(EXERCISE MATERIALS Opens)

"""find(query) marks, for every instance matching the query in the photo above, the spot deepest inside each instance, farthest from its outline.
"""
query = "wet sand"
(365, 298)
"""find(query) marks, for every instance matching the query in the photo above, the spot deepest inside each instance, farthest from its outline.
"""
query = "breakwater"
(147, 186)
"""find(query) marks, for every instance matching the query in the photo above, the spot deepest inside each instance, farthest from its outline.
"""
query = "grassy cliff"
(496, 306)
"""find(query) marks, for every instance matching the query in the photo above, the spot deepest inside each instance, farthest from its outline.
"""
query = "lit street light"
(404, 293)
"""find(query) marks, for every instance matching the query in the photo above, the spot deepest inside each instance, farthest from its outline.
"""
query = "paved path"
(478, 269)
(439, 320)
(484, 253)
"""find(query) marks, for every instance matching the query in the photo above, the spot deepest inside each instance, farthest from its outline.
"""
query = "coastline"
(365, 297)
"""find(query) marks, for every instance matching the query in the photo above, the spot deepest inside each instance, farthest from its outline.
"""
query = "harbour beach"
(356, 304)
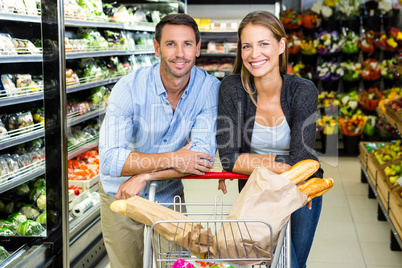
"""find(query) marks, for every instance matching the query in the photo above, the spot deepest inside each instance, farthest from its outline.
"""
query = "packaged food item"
(24, 46)
(30, 227)
(25, 120)
(3, 131)
(6, 45)
(4, 170)
(7, 86)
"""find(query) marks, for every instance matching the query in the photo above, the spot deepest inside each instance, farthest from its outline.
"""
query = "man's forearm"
(138, 163)
(246, 163)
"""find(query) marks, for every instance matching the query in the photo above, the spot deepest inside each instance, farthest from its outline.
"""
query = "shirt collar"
(160, 89)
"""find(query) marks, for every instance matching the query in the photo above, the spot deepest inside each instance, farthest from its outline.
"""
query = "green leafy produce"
(29, 211)
(6, 232)
(41, 218)
(9, 225)
(41, 201)
(3, 253)
(22, 189)
(35, 193)
(30, 228)
(16, 218)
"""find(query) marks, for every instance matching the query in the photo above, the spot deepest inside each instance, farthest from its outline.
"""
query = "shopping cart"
(157, 256)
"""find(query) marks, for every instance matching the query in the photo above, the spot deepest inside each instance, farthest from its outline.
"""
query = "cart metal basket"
(161, 253)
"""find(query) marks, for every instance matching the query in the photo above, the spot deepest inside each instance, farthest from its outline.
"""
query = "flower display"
(308, 47)
(369, 99)
(294, 42)
(370, 70)
(366, 43)
(326, 9)
(290, 19)
(386, 71)
(311, 19)
(305, 71)
(329, 71)
(352, 125)
(329, 42)
(348, 8)
(352, 70)
(350, 43)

(EXERCISE MATERIALS Closes)

Could you retype every record exactly, leaving the pictures out?

EXERCISE ANSWER —
"""find(query) marks, for every instance matching the query in the photo above, the spot deepest inside each instance, farthest from its outline.
"""
query = "wet sand"
(365, 298)
"""find(query) marks, for every instance matching the query in the photo above, the spot deepest inside each instance, farthest from its outline.
"""
query = "breakwater"
(147, 186)
"""find(query) marks, for every instance matching the query in the photo above, the spot deepest inside each instance, farthest from its outline.
"""
query = "grassy cliff"
(496, 306)
"""find(query) marks, for every instance matching the query in the photo above, the spot deepest inside each instance, farthest from its outline.
"""
query = "lit street light"
(404, 293)
"""find(query) marks, for every instance matching the query in the photo above, the spot deepest inside each instance, farthest from its outline.
"""
query = "paved path"
(478, 269)
(439, 320)
(484, 253)
"""find(query) marks, for every instance matching the query in the photo above, the spot deepest inside each instance, farthest from its outline.
"""
query = "coastline"
(365, 297)
"""find(query) marks, for every instance matching the query in the photo above, the spot deepest inside each instance, farthest from its outline.
"""
query = "harbour beach"
(356, 304)
"""find(query) marks, for every instance matching the query in the photo above, the spot deepest inside each instance, farthest from its outline.
"""
query = "packaged food item"
(24, 46)
(30, 227)
(25, 120)
(3, 131)
(6, 45)
(4, 170)
(7, 86)
"""find(query) marks, for every instance matching the query in the photo above, the spot deepest inside each instance, farthest from its outline.
"""
query = "man's forearm"
(138, 163)
(246, 163)
"""find(query) marks, for every instance matching the query in the photo above, the spot deepest inside each instance, farthest from its outline.
"""
query = "shirt collar"
(160, 89)
"""find(query) marks, for every instance matching the query in the photo above, the spot deepest inside each instance, farthest from its outline.
"""
query = "green leafy produce"
(29, 211)
(6, 232)
(41, 218)
(9, 225)
(41, 201)
(3, 253)
(22, 189)
(35, 193)
(30, 228)
(16, 218)
"""find(query) marks, for every instance matching the query in the photo above, the spot deepest inside each instance, farthest from its outline.
"""
query = "shopping cart"
(157, 256)
"""find(query) marks, for every instance matching the query in the photo above, the spot deepest inside each instance, farthest from its outline.
"""
query = "cart metal basket"
(161, 253)
"""find(query) marks, for every instance matching the query in the photo above, the spot deepest inside each instance, farthest from its outline.
"""
query = "flower display"
(308, 47)
(369, 99)
(294, 42)
(370, 70)
(366, 43)
(326, 9)
(290, 19)
(386, 71)
(311, 19)
(305, 71)
(329, 71)
(352, 125)
(329, 42)
(348, 8)
(352, 70)
(350, 43)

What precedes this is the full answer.